_Exercise details_
Please rewrite the material below, replacing "keypoint" with "marker" everywhere it occurs and leaving everything else unchanged.
--- Materials provided ---
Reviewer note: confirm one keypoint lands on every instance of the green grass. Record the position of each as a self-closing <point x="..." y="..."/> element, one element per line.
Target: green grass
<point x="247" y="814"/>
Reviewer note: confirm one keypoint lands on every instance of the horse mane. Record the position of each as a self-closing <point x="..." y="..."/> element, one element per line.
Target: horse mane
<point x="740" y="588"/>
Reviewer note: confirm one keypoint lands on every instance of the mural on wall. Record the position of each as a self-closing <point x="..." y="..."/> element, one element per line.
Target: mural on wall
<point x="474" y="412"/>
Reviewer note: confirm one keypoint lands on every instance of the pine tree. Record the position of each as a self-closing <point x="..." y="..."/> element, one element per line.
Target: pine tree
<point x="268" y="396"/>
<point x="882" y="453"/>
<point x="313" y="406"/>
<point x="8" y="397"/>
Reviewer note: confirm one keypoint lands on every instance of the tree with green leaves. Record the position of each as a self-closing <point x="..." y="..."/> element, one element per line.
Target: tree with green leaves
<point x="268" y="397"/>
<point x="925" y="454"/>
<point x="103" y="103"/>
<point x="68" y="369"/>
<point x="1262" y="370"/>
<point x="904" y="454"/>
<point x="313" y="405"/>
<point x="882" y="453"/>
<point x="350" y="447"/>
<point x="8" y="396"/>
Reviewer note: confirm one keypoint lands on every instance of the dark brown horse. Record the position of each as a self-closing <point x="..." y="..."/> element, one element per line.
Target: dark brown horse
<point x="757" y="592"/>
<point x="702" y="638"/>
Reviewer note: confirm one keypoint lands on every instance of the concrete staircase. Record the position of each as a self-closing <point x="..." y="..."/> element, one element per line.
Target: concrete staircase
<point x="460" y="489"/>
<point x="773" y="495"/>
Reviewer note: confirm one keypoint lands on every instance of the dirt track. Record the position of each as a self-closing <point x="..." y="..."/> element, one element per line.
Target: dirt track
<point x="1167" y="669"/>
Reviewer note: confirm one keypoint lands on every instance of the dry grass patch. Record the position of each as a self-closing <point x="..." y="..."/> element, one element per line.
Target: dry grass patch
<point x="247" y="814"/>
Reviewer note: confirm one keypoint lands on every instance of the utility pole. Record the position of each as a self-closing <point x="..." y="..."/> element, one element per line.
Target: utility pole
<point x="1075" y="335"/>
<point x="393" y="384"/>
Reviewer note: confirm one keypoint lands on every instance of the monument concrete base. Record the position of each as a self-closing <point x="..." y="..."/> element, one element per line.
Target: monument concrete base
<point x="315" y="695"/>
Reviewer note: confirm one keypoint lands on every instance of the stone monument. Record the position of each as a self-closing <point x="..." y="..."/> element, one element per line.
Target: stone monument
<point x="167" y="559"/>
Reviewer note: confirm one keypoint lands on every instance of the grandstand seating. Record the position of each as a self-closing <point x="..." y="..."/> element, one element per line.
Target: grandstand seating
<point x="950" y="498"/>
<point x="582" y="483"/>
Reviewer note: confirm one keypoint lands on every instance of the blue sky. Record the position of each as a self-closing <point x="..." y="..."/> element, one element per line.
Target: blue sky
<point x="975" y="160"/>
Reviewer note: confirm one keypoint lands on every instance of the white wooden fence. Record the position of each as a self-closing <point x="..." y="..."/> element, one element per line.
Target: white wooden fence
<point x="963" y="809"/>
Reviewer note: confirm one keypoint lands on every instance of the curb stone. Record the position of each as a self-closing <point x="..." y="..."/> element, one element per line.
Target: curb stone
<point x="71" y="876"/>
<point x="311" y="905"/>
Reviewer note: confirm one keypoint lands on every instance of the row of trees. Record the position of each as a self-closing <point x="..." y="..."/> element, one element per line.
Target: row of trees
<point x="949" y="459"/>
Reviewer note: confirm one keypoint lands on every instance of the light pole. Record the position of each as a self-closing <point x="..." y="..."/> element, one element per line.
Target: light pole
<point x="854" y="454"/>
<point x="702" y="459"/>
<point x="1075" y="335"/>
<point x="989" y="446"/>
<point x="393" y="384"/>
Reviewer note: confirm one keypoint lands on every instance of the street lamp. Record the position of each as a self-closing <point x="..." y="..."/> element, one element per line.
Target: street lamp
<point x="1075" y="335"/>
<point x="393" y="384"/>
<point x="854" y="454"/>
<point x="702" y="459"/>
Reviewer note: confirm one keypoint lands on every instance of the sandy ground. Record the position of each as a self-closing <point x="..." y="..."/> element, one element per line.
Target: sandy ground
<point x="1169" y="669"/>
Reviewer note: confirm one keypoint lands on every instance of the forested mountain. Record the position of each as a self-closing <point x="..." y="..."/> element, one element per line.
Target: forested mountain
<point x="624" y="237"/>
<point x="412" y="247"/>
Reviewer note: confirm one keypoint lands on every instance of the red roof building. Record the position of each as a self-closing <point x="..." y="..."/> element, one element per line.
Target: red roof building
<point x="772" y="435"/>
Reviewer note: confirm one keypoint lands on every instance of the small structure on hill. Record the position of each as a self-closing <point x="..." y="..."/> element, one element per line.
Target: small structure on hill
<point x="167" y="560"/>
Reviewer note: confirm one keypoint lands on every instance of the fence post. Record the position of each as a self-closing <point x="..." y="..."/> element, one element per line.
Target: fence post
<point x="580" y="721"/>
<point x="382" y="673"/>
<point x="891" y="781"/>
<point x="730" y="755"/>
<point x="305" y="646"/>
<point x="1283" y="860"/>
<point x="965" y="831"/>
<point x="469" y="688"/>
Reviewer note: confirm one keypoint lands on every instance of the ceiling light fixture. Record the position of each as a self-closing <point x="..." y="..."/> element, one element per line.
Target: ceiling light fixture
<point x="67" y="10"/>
---
_Written reply_
Reviewer note: confirm one marker lands on every instance of the green grass. Record the position of each as a self-closing <point x="..." y="..."/> element, one element per line.
Target: green grass
<point x="247" y="814"/>
Reviewer note: confirm one marker lands on every instance of the horse mane. Record the position of each as a self-closing <point x="..." y="..."/> element, one element per line.
Target: horse mane
<point x="740" y="588"/>
Reviewer note: confirm one marker lands on every instance of the mural on wall. Record the position of each as a self-closing <point x="..." y="..."/> element, one element per line.
Target: mural on wall
<point x="474" y="412"/>
Reviewer note: confirm one marker lands on every instance of the pine tree. Record the position of each as a self-closing <point x="..." y="..."/> element, one element per line.
Target: pine tree
<point x="268" y="396"/>
<point x="882" y="453"/>
<point x="313" y="406"/>
<point x="8" y="397"/>
Reviewer note: confirm one marker lands on every instance of the tree with green leaves. Record the position of each as a self-closing <point x="..." y="..."/> element, one element per line.
Target: tree with green leaves
<point x="268" y="397"/>
<point x="925" y="454"/>
<point x="103" y="103"/>
<point x="68" y="369"/>
<point x="1262" y="370"/>
<point x="904" y="454"/>
<point x="313" y="405"/>
<point x="882" y="453"/>
<point x="350" y="447"/>
<point x="8" y="396"/>
Reviewer note: confirm one marker lands on every instance of the dark brown horse. Record the position of each as a self-closing <point x="..." y="..."/> element, one element per line.
Target: dark brown horse
<point x="757" y="592"/>
<point x="702" y="638"/>
Reviewer note: confirm one marker lands on every instance of the concrete staircase. Record the position of each as a self-closing <point x="..." y="..."/> element, one element per line.
Target: concrete staircase
<point x="460" y="489"/>
<point x="773" y="495"/>
Reviewer note: confirm one marker lands on every instance of the dirt track. Record the position of each as a self-closing <point x="..." y="..."/> element, one element per line.
Target: dirt track
<point x="1167" y="669"/>
Reviewer note: confirm one marker lands on every instance of the dry grass patch. Record the position of each as a self-closing <point x="..." y="..."/> element, one element per line.
Target: dry grass patch
<point x="247" y="814"/>
Reviewer note: confirm one marker lands on every instance of the utility pole. Record the position of each as a self-closing <point x="..." y="..."/> element, one element per line.
Target: utility pole
<point x="1075" y="335"/>
<point x="393" y="384"/>
Reviewer note: confirm one marker lands on every instance of the monument concrete base. Record the position of each as a self-closing <point x="..." y="..."/> element, one element per line.
Target: monument concrete base
<point x="315" y="695"/>
Reviewer note: confirm one marker lands on every instance of the stone monument. Record the position of each as a self-closing <point x="..." y="..."/> element, one element per line.
Target: stone monument
<point x="167" y="559"/>
Reviewer note: confirm one marker lands on every instance of the grandstand seating. Record the position of each as a self-closing <point x="..." y="..."/> element, one element per line.
Target: grandstand seating
<point x="950" y="498"/>
<point x="582" y="483"/>
Reviewer note: confirm one marker lands on every instance of the blue sky. Record the position of each as a self-closing <point x="..." y="..."/> element, one element per line.
Target: blue sky
<point x="975" y="160"/>
Reviewer note: confirm one marker lands on every instance of the white wooden fence. Record the position of each as a self-closing <point x="..." y="..."/> element, one element per line.
Target: white wooden fence
<point x="963" y="809"/>
Reviewer note: confirm one marker lands on every instance of the curb stone. Record the position of each as a self-closing <point x="..." y="..."/> element, one element per line.
Target: curb stone
<point x="71" y="876"/>
<point x="311" y="905"/>
Reviewer note: confirm one marker lands on every instance of the row of trees. Record the position of each as a self-closing <point x="..." y="..."/> element, one element per line.
Target: row of trees
<point x="949" y="459"/>
Reviewer note: confirm one marker lands on every instance of the light pole. Record the position of each as a self-closing <point x="..." y="..."/> element, one element per line.
Target: light pole
<point x="854" y="454"/>
<point x="702" y="459"/>
<point x="1075" y="335"/>
<point x="989" y="446"/>
<point x="393" y="384"/>
Reviewer note: confirm one marker lands on every instance of the street lamp. Record the position of each as a self-closing <point x="..." y="..."/> element, one element per line.
Target: street lamp
<point x="1075" y="335"/>
<point x="393" y="384"/>
<point x="854" y="454"/>
<point x="702" y="459"/>
Reviewer note: confirm one marker lands on every instance of the sandy ground. Record the position of each as a self-closing <point x="..." y="..."/> element, one element per line.
Target: sandy ground
<point x="1169" y="669"/>
Reviewer note: confirm one marker lands on every instance of the forested mountain. Record the position of each as a self-closing <point x="..." y="..."/> element, one element per line.
Target: forested mountain
<point x="624" y="237"/>
<point x="412" y="247"/>
Reviewer note: confirm one marker lands on every instance of the red roof building. Record the position of each as a self-closing <point x="..." y="..."/> element, one element per line.
Target: red roof building
<point x="772" y="435"/>
Reviewer note: confirm one marker lands on every instance of the small structure on hill. Record the position of each as a self-closing <point x="..." y="..."/> element, one element per line.
Target: small structure on hill
<point x="167" y="560"/>
Reviewer note: confirm one marker lands on every instance of the fence post. Record the position of each as a self-closing <point x="..." y="..."/> element, one element per line.
Target: fence post
<point x="580" y="721"/>
<point x="382" y="673"/>
<point x="891" y="781"/>
<point x="730" y="755"/>
<point x="305" y="646"/>
<point x="1283" y="860"/>
<point x="965" y="831"/>
<point x="469" y="688"/>
Reviewer note: confirm one marker lands on every instance of the ceiling light fixture. Record the position of each as a self-closing <point x="..." y="..."/> element, one element per line.
Target: ceiling light fixture
<point x="67" y="10"/>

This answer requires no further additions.